* Tareas del ejercicio *
(a) De acuerdo con el texto sobre la consulta de revocación de mandato, ¿por qué el INE había anunciado que emitiría sus propias normas para la consulta? Responda en una a tres oraciones.
(b) Transcriba del texto sobre la consulta de revocación de mandato el pasaje comprendido entre "La pregunta es" y "un dato menor.", ambos inclusive.
(c) Continúe el texto sobre la consulta de revocación de mandato a partir del punto en que termina.

* Fragmento del texto *
Pero también porque, como ocurrió exactamente para estas fechas en 1997, la oposición unida en el Congreso, con todas sus diferencias internas, con sus luces y miserias, confirmó que no le alcanza para legislar sola, pero sí para contener y marcar agenda. En aquellos días de 1997, con una oposición que logró una mayoría ínfima en la Cámara de Diputados, comenzó, en muchos sentidos, el proceso que llevó a la derrota del PRI en el año 2000. No comprender ese proceso, tratar de bloquearlo, acumulando todos los espacios de negociación oficial terminaron también, hay que recordarlo en estos días, descalificando al secretario de Gobernación, Emilio Chuayffet, que no sólo perdió en esos días sus aspiraciones a ser candidato presidencial, sino también el cargo. Sin interlocución con la oposición (en esos días la retomó Liébano Saénz), le pidieron su renuncia en enero de 1998, luego de la masacre de Acteal. Cualquier parecido con la realidad es pura coincidencia.

La pregunta es ¿por qué la prisa y el desaseo? Primero, porque el cambio en el sentido de la consulta no es menor: una cosa es preguntar si se le perdió la confianza a un mandatario, federal o estatal, y a partir de ello revocar su mandato, y otra, muy diferente, es preguntar si se ratifica (o sea que si se le mantiene la confianza). Haber intentado ese cambio no es un dato menor.

Lo otro es que el INE había anunciado que emitiría sus propias normas para la consulta, ya que ésta no había sido aprobada en los términos legales, o sea, cuando terminó el último periodo ordinario de esa Legislatura. Lo hará, anunció el INE, el 27 de agosto. Y el primero de septiembre asumirá una nueva Legislatura en la que, como aquella de 1997, el oficialismo mantendrá su mayoría relativa, pero ya no la absoluta ni menos aún la calificada. Con aliados, como el partido Verde, que harán valer el peso de sus 43 diputados y con opositores que habrán descubierto que les rinde más serlo que convertirse en aliados circunstanciales.

* Entradas de datos extraídas *
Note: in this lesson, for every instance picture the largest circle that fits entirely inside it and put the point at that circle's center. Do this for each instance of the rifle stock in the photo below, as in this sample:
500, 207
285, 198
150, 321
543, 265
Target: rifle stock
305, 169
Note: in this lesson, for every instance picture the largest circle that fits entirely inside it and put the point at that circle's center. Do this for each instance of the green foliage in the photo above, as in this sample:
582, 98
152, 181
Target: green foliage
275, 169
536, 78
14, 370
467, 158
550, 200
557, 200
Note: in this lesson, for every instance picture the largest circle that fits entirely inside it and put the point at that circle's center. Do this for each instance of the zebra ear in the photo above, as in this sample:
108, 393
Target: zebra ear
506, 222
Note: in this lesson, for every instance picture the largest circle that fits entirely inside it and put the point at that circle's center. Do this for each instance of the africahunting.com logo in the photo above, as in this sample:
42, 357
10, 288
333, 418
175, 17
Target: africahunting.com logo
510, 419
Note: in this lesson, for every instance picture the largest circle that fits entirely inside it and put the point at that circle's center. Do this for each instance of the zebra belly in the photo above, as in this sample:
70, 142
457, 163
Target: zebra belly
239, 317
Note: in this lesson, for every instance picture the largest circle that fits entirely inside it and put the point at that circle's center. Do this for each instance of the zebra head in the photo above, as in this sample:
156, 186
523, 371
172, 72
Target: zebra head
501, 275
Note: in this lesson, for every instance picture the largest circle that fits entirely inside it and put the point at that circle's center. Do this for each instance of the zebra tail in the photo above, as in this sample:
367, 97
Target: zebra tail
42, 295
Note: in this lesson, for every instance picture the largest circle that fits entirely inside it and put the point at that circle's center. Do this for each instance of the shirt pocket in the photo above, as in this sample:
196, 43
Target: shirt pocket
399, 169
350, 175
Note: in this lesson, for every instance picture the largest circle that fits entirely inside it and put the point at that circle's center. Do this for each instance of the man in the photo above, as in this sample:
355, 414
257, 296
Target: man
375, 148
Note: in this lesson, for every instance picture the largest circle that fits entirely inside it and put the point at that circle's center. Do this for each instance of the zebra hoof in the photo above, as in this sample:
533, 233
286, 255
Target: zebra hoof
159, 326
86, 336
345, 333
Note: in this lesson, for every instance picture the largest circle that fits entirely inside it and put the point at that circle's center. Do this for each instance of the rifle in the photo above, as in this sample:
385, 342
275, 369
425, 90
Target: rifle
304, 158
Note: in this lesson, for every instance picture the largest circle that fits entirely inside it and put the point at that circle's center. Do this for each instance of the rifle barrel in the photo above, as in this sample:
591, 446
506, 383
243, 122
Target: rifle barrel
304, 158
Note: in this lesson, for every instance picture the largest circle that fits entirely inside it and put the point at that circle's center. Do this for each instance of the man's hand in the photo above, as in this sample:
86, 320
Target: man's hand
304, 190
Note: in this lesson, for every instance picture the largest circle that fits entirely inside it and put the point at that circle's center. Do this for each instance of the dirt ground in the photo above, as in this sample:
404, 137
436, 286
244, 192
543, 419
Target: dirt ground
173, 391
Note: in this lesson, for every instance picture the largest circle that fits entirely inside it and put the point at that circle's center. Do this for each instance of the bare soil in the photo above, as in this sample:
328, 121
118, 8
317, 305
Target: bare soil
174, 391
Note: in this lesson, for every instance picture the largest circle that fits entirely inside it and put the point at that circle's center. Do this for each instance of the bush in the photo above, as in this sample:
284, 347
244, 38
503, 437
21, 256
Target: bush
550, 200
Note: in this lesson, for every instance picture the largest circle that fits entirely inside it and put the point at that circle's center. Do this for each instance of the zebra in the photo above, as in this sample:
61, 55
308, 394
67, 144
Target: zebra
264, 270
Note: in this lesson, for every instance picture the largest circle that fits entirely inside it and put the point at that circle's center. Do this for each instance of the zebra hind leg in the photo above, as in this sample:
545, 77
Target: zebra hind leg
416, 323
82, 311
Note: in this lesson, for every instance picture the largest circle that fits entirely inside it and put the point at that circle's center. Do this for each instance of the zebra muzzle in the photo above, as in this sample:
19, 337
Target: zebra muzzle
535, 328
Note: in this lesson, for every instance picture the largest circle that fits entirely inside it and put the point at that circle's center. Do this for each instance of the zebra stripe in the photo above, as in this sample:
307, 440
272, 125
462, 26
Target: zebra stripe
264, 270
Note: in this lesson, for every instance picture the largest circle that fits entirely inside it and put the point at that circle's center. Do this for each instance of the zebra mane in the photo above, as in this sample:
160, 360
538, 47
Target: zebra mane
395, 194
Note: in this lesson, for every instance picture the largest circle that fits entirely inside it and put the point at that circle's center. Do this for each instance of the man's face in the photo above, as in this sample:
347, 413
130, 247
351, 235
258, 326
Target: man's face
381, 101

* Respuestas del ejercicio *
(a) Porque la consulta no había sido aprobada en los términos legales, es decir, cuando terminó el último periodo ordinario de esa Legislatura. Según el texto, el INE lo hará el 27 de agosto.

(b)
La pregunta es ¿por qué la prisa y el desaseo? Primero, porque el cambio en el sentido de la consulta no es menor: una cosa es preguntar si se le perdió la confianza a un mandatario, federal o estatal, y a partir de ello revocar su mandato, y otra, muy diferente, es preguntar si se ratifica (o sea que si se le mantiene la confianza). Haber intentado ese cambio no es un dato menor.

(c)
Todo eso se sumó a decisiones del TEPJF que influyen en este proceso. El Tribunal, ya con su nueva conformación interna, anuló el triunfo a cuatro diputados de Morena, y en el caso de Campeche, donde las diferencias entre el primero y el tercero son de menos de diez mil votos, existiendo además un porcentaje de votos anulados mayor a esa diferencia entre los tres primeros competidores, canceló la constancia de mayoría que le habían otorgado a Layda Sansores y ordenó que se hiciera nuevamente el recuento de votos, uno por uno, de toda la elección.

Judicialmente, las decisiones son impecables, pero tanto el INE como el TEPJF no se salvaron de la indignación presidencial que demandó, una vez más, que se vayan todos y se renueven en su totalidad esos organismos. Sin comprender que los votos en el Congreso tampoco le alcanzarán para eso y para la reforma electoral, de carácter constitucional, que pretende. Revisionismo aparta, parece que falta mucho para que la noche triste se convierta en la noche victoriosa.